[Source records]
======

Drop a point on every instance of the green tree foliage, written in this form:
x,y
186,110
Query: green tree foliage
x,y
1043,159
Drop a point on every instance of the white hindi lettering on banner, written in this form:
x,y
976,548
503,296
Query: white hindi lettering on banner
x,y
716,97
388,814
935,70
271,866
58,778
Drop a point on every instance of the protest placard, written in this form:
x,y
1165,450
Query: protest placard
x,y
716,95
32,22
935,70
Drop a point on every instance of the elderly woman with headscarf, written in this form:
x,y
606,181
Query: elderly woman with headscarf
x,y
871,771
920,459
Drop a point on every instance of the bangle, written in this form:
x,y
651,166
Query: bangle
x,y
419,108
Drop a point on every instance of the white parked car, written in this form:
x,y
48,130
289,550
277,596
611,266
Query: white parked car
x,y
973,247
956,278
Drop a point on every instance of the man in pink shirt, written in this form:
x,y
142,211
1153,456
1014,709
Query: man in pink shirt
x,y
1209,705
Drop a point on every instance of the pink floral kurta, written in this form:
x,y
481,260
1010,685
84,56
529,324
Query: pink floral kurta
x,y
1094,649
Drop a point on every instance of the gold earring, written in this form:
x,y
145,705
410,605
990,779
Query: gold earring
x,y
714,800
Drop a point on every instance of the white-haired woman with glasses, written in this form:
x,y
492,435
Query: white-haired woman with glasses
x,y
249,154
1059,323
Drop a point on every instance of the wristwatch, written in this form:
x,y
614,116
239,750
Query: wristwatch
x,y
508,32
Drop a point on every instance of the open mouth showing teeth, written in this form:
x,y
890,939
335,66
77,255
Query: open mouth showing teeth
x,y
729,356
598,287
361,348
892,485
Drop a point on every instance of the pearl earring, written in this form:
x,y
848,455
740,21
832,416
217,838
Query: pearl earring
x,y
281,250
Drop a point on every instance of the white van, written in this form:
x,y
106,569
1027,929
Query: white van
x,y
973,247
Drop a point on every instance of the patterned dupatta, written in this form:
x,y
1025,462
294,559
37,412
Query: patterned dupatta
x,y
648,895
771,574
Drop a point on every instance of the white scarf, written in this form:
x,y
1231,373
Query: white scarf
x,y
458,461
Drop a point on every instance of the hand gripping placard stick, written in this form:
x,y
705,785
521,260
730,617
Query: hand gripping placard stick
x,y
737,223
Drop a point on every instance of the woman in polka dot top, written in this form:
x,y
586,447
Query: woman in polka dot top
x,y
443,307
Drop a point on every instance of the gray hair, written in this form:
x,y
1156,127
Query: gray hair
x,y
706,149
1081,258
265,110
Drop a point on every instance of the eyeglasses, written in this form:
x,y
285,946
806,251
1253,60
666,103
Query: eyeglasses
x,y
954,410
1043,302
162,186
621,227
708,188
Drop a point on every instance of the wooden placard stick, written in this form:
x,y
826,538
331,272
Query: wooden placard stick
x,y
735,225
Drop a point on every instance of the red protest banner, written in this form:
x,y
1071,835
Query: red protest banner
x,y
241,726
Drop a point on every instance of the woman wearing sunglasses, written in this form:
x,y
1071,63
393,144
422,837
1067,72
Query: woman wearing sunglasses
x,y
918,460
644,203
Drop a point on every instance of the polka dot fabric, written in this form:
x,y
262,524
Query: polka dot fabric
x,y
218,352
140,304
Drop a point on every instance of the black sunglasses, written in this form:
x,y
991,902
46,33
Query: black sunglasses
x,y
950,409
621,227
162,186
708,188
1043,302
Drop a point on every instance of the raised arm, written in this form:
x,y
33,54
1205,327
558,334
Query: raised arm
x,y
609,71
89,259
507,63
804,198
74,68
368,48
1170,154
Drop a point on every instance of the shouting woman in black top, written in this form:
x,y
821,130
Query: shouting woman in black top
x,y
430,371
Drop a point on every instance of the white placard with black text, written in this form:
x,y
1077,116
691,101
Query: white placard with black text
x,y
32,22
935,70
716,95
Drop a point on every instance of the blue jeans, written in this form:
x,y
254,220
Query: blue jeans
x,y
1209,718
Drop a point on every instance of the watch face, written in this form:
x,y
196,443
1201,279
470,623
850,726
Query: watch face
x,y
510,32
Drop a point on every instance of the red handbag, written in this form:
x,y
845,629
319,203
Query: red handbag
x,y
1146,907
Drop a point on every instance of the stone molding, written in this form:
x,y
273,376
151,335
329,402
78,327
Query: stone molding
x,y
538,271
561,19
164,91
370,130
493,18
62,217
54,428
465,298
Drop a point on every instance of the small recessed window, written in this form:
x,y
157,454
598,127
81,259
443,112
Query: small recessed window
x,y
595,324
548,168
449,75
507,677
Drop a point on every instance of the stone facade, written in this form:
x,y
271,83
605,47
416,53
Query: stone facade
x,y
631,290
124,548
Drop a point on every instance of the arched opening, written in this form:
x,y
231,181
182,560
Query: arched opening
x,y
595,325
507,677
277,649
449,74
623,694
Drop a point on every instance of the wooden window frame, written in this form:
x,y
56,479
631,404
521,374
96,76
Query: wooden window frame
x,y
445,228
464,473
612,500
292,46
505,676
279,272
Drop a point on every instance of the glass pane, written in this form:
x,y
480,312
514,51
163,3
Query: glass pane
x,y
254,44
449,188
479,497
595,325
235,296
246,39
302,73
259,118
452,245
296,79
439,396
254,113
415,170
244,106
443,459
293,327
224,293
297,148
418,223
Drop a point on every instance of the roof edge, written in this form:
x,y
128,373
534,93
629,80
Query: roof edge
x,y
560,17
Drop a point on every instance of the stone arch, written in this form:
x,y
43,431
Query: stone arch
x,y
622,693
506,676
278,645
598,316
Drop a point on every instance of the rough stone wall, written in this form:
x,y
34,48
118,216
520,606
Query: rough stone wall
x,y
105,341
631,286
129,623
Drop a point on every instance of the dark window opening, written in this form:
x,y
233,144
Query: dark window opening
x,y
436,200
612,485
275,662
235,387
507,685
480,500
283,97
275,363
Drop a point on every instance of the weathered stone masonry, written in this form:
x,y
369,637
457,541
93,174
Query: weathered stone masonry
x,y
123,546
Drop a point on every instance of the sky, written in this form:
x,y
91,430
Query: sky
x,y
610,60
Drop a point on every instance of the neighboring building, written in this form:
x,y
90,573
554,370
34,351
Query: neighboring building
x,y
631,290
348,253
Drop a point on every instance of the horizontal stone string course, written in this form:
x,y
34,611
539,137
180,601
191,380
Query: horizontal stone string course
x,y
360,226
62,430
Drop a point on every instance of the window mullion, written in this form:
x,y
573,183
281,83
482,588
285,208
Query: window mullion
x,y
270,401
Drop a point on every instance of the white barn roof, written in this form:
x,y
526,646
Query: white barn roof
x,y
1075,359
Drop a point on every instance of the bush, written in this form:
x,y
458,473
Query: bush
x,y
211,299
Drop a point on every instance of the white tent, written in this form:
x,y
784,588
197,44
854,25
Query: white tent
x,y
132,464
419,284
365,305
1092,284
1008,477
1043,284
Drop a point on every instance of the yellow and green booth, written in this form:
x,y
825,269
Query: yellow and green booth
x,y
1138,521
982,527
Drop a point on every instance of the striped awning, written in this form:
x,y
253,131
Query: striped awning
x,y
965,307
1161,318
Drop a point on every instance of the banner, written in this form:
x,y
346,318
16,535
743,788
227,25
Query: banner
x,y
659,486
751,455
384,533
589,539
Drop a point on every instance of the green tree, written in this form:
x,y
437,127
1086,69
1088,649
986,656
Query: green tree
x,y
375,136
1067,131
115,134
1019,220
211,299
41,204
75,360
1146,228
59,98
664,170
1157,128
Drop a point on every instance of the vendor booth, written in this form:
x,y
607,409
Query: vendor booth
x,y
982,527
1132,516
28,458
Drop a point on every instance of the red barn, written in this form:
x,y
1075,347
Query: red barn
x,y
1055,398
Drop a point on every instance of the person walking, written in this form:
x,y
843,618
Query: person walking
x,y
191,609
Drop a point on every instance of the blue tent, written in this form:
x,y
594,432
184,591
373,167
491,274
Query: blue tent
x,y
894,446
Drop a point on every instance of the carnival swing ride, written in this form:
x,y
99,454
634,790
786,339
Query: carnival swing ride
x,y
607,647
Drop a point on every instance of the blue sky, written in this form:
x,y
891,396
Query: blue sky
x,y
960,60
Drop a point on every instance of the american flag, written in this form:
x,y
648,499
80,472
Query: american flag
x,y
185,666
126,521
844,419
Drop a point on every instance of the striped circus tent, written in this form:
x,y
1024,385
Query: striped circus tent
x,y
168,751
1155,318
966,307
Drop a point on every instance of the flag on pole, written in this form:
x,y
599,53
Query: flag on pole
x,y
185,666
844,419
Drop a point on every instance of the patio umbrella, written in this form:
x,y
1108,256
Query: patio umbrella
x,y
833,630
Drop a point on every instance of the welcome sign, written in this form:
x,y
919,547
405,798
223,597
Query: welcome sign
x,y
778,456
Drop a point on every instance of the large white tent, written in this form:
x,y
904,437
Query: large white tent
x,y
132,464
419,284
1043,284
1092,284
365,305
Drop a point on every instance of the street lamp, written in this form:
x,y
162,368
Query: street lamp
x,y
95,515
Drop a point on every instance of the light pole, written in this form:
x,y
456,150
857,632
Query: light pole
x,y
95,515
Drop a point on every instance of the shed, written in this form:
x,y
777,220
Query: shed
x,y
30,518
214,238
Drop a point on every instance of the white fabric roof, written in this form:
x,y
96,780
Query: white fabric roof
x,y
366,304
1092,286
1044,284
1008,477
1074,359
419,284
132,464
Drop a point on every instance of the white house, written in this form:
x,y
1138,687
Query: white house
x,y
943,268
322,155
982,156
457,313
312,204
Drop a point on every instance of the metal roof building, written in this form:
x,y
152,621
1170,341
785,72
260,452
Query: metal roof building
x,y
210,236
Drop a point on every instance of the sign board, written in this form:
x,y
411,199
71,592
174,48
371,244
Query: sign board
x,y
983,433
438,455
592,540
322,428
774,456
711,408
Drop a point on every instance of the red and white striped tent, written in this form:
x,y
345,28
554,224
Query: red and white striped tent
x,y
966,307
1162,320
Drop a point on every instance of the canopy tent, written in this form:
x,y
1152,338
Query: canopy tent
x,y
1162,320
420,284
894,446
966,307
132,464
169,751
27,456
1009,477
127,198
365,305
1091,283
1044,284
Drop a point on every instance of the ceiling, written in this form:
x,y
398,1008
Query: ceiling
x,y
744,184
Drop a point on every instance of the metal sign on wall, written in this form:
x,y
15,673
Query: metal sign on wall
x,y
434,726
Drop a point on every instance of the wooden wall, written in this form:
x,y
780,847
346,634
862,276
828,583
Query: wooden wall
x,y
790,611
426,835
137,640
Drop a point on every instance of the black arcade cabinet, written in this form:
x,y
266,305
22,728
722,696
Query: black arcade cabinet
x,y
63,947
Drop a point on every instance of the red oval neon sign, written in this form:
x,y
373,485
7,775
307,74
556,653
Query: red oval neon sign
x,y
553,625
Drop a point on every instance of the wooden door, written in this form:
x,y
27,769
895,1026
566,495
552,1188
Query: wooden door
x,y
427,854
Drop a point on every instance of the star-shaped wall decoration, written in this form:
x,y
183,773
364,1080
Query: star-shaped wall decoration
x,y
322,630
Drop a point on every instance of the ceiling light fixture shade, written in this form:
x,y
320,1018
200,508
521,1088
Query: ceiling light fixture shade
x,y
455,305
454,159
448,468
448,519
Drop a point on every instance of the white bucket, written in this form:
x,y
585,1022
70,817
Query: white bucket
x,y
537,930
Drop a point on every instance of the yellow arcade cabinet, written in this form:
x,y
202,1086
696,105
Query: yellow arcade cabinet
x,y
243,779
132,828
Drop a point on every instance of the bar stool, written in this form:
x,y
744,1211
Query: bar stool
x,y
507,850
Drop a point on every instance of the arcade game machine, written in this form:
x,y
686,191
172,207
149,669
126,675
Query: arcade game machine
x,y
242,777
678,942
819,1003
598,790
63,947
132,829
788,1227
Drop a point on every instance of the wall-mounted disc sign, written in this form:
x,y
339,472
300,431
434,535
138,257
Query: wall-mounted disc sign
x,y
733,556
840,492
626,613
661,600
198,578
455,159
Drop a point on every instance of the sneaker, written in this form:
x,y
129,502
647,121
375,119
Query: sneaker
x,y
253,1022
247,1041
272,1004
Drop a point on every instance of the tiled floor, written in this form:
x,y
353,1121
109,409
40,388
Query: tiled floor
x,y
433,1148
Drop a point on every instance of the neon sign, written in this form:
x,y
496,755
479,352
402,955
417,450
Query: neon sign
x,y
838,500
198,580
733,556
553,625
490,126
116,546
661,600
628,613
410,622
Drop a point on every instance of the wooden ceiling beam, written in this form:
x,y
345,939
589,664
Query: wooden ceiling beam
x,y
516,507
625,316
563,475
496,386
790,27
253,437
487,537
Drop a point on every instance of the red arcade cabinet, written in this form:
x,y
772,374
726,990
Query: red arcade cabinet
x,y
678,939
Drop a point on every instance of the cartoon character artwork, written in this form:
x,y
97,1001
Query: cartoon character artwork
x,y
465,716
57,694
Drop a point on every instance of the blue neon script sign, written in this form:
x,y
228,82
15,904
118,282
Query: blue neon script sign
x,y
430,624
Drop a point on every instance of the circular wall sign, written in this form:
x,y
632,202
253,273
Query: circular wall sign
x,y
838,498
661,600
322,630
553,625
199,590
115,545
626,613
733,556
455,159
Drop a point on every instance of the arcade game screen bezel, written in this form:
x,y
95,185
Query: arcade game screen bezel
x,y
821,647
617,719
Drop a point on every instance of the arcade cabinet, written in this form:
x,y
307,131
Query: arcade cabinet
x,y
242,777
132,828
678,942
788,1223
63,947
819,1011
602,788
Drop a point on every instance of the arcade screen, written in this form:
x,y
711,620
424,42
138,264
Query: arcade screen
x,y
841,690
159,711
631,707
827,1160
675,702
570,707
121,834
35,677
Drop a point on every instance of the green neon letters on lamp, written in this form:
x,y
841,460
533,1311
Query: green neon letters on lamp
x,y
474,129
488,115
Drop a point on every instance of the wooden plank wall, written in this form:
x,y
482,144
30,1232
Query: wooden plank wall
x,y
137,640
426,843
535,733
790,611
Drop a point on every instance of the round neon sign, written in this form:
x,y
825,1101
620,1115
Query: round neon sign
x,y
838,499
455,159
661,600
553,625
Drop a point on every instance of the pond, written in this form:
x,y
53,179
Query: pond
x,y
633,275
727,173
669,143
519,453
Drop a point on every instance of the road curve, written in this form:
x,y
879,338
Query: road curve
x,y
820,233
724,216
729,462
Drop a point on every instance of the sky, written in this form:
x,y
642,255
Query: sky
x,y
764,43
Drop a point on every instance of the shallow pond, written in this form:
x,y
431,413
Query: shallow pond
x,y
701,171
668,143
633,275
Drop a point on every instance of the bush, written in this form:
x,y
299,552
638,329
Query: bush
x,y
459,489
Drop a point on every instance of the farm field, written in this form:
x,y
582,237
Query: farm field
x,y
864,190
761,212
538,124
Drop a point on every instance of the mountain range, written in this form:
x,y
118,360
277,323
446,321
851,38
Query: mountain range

======

● **Task details**: Look above for the line containing "Drop a point on every instance of the shallow"; copy from it through the last line, exactly, and nothing more.

● **Completed task**:
Drop a point on every instance of the shallow pond, written in this form:
x,y
431,413
Query: shallow pond
x,y
701,171
668,143
633,275
Drop a point on every instance of the bush, written in this form:
x,y
299,552
638,329
Query: bush
x,y
459,489
Drop a point on every instance of the farm field, written in this form:
x,y
582,237
Query: farm field
x,y
864,190
761,212
538,124
Drop a point on every instance of the mountain range, written in this form:
x,y
118,360
277,323
446,321
851,38
Query: mountain range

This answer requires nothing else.